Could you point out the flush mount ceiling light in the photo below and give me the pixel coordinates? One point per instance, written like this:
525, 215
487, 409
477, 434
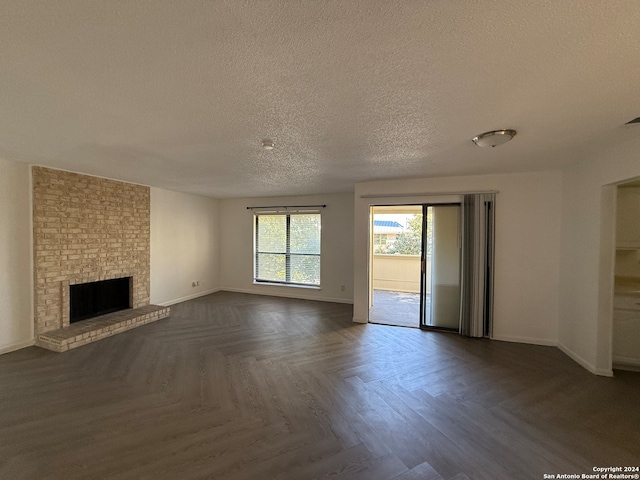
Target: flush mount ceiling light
494, 138
268, 144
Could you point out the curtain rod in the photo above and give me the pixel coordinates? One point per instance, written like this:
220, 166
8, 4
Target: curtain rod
287, 206
424, 194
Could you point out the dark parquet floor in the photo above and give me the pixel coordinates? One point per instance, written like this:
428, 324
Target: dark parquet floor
236, 386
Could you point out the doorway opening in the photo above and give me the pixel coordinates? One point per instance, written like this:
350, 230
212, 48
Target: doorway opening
415, 266
395, 265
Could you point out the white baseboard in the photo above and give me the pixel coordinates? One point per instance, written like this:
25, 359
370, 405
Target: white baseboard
188, 297
582, 362
531, 341
287, 294
17, 346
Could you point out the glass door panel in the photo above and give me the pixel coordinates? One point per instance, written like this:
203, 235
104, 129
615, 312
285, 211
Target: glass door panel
441, 267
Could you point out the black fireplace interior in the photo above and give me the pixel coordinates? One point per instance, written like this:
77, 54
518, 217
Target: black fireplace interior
88, 300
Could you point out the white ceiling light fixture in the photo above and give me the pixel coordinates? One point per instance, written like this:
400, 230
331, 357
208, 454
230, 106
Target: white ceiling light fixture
268, 144
494, 138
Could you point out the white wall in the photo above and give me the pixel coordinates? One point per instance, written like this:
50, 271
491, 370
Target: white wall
588, 239
336, 268
16, 288
527, 246
184, 246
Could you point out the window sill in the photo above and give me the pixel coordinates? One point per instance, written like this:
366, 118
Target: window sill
288, 285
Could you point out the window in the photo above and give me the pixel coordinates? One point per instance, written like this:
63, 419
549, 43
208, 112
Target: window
287, 248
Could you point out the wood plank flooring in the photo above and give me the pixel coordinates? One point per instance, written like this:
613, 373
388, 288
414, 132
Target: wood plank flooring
236, 386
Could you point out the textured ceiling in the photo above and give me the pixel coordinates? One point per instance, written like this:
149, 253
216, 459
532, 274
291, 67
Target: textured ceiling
179, 94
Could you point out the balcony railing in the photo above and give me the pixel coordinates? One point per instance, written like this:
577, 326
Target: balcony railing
399, 273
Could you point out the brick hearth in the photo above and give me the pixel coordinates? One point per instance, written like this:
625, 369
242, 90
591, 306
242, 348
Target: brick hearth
97, 328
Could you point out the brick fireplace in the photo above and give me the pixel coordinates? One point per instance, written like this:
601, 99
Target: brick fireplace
87, 229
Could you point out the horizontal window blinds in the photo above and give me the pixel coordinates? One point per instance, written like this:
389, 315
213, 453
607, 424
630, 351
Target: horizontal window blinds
287, 248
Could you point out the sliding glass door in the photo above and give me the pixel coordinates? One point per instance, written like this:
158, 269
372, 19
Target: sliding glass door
431, 265
440, 283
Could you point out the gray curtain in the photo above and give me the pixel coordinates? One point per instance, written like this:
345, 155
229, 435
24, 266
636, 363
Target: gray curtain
477, 265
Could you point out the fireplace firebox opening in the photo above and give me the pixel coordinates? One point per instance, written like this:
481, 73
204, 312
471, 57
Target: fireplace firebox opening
88, 300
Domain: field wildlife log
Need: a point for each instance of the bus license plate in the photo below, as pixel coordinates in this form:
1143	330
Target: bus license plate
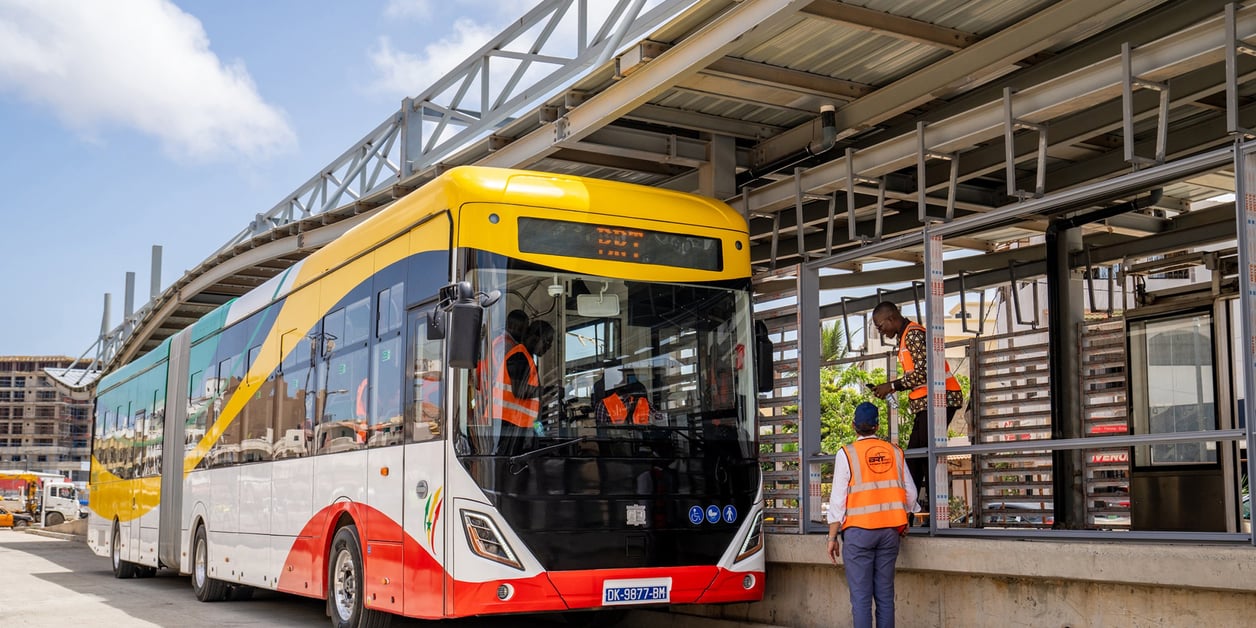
642	590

====

▸ **WHAT THIS TASK INVOLVES**:
Transcribe the preceding listing in its entirety and with exact wording, leaving out pictures.

▸ **RESULT FOR THIS TASK**:
Could you point out the flush mount ceiling light in the photo below and give me the pixel coordinates? One point per instance, written like this:
525, 215
487, 409
477, 434
Target: flush mount ceiling light
494, 138
268, 144
Could you point out the curtain rod in the photo above and give me the pixel coordinates? One point per instance, written like this:
220, 166
8, 4
Target: curtain rod
287, 206
424, 194
Could you point out the dark parquet floor in the photo above and give me the pixel coordinates? One point per instance, written like this:
428, 324
Target: dark parquet floor
236, 386
Could you point out the doorway opening in the photo above and give me the pixel coordinates? One point per instance, written like this:
350, 230
212, 48
Target: doorway opening
415, 266
395, 265
Could you point out the white baseboard in the photo above and give me the pixel coordinates? One point per instance, written like this:
25, 359
370, 405
Target: white baseboard
188, 297
582, 362
531, 341
287, 294
17, 346
Could you point out the glass door panel in the photo above and give me the pixel coordinates? One point per instance, written like this:
203, 235
104, 129
615, 312
285, 211
Target: glass door panel
441, 267
Could you point out the black fireplace interior in the photo above and give me the pixel coordinates? One point per instance, written like this:
77, 54
518, 217
Target: black fireplace interior
88, 300
Could you point out the white ceiling light fixture in the photo above and give me the pixel coordinates? One point per instance, written like this:
400, 230
331, 357
208, 454
230, 106
Target: white ceiling light fixture
268, 144
494, 138
Could you point out the white wall in the photo above and give me the pixel coordinates? One point per instance, written like this:
50, 271
491, 370
Target: white wall
588, 239
336, 268
16, 288
527, 246
184, 246
Could you point out the window sill in the photo above and give me the pixel coordinates? One point per instance, written like this:
366, 118
Target: window sill
288, 285
Could you point out the window in the photo above and give me the pixel coordinates? One point per instance, written like this:
63, 419
549, 43
208, 112
Target: window
287, 248
Could you point out the wood plank flooring in the photo above and give me the pixel coordinates? One point per instance, written like this:
613, 373
388, 288
414, 132
Target: wood plank flooring
236, 386
Could you point out the textured ceiling in the photo above and give me the pixel coordinates? One point per instance, written like this:
149, 253
216, 459
532, 274
291, 67
Target: textured ceiling
179, 94
Could you point out the balcony railing in the photo above and give me the pixel coordinates? One point per instance, written like this:
577, 326
Target: balcony railing
399, 273
Could you point out the brick hearth in the photo above and give me the pixel coordinates? One point per instance, written like this:
625, 369
242, 90
591, 306
242, 348
Target: brick hearth
97, 328
Could you point out the brick fireplace in the photo above and give me the pixel coordinates? One point per instance, written like this:
601, 99
Target: brick fireplace
87, 229
Could you point out the horizontal window blinds in the photo above and give me the pixel coordinates? One point per instance, written like this:
389, 315
213, 453
607, 424
630, 351
Target: horizontal window blinds
287, 248
Could you point out the sliding glass door in the photo above and give me the pixel coordinates? One point per instance, written like this:
158, 269
372, 19
Target: sliding glass door
431, 265
440, 283
Could you point out the gray curtain in the photo above and give me the pixel coordinates? One point per instance, written like this:
345, 155
229, 435
24, 266
636, 363
Target: gray curtain
477, 265
Could you point out the fireplace firebox opening in the photo above and give me the pixel coordinates? One point per instance, written like this:
481, 73
204, 312
471, 57
Target: fireplace firebox opening
88, 300
Domain: field wildlife log
Need: a point for each instance of the bus license plate in the photo below, as pixel coordinates in this form:
1143	330
Target: bus license plate
642	590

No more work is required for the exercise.